Task
With the line containing "hair? Tag one per instance." as the first line and the last line of the records as the final one, reproduce that range exactly.

Extracted information
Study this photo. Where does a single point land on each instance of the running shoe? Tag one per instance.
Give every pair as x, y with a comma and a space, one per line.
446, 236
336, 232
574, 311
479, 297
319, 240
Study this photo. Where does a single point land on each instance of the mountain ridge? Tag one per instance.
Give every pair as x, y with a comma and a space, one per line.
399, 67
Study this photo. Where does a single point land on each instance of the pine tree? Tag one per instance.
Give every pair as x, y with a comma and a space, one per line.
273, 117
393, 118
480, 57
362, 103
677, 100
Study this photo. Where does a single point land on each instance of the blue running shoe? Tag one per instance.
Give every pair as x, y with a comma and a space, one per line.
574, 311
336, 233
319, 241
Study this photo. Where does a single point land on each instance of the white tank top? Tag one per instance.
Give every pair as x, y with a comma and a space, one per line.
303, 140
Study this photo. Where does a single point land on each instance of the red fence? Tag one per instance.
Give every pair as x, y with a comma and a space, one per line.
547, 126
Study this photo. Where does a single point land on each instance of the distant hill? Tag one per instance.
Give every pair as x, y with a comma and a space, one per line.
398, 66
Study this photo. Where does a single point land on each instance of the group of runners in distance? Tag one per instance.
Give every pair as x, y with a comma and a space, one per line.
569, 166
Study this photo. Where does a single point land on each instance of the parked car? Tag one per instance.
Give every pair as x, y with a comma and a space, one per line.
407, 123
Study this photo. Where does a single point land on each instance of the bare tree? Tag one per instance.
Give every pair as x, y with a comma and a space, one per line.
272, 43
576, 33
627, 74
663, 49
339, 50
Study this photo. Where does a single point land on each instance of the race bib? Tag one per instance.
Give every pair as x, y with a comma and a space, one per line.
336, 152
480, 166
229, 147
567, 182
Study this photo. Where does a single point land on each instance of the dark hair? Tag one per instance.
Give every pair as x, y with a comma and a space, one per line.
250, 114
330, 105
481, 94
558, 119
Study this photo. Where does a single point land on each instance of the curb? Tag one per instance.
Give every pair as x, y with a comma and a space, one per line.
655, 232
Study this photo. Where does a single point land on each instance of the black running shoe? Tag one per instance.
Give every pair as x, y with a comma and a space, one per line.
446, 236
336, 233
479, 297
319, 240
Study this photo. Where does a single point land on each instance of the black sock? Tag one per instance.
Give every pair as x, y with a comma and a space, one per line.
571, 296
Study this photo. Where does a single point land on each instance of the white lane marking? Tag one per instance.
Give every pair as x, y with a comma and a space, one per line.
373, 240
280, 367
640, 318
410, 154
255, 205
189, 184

The output
Study this photo. Where does a single point land on each instance of the dark hair? Tag one per instance.
Give every pair as x, y with a comma and a space, one per line.
250, 114
330, 105
481, 94
558, 119
Study this photo. Where does a single point land on each instance of the curb? Tag one per instance.
Give every pair as x, y with a comma and a space, one per line.
655, 232
Study this photo. Where does a single point land on each instance of the black running shoe? Tag one per instance.
Give every pair as x, y with a comma and a space, one per line.
446, 236
336, 233
479, 297
319, 240
Study this photo. Where does a single point land on each instance of the black sock? Tag one per instance.
Give every pair as x, y with a comma and a space, one per line.
571, 296
Study this photo. Where does a single point land on each instance of the white lane marking? Tag one per instance.
Give every pair as x, y with a comma and a space, one per line.
373, 240
280, 367
640, 318
410, 154
255, 205
189, 184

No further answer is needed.